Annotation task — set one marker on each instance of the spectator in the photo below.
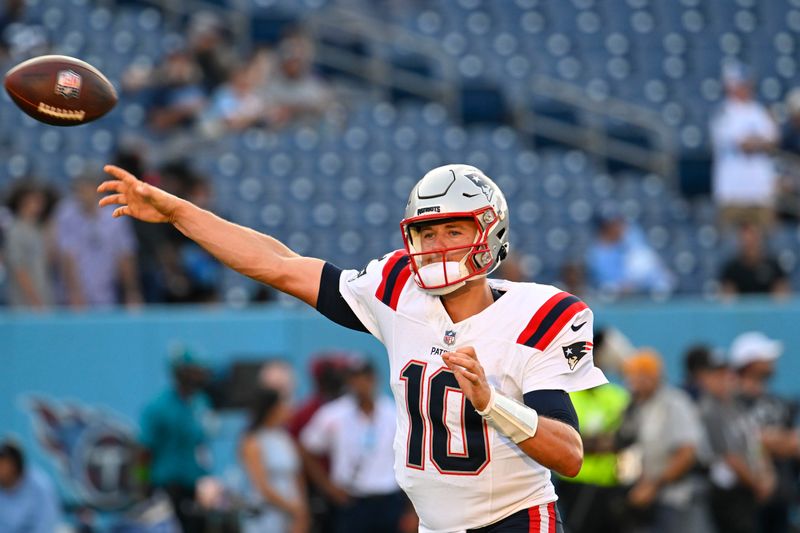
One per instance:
(174, 436)
(698, 359)
(278, 375)
(96, 258)
(593, 499)
(272, 462)
(173, 91)
(28, 500)
(621, 262)
(739, 472)
(293, 92)
(743, 134)
(28, 252)
(664, 428)
(573, 279)
(329, 374)
(513, 269)
(357, 430)
(751, 270)
(753, 357)
(237, 104)
(212, 51)
(788, 198)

Problem
The answer consists of the records repeated exactly, without any images.

Result of the exercise
Annotation task — set one marker on each instance of the spectator in the photo below.
One per instance:
(174, 436)
(698, 359)
(278, 375)
(96, 258)
(593, 499)
(272, 462)
(173, 91)
(28, 500)
(621, 262)
(739, 472)
(293, 92)
(743, 134)
(28, 252)
(664, 428)
(573, 279)
(329, 374)
(513, 269)
(357, 430)
(751, 270)
(753, 357)
(237, 104)
(212, 51)
(788, 198)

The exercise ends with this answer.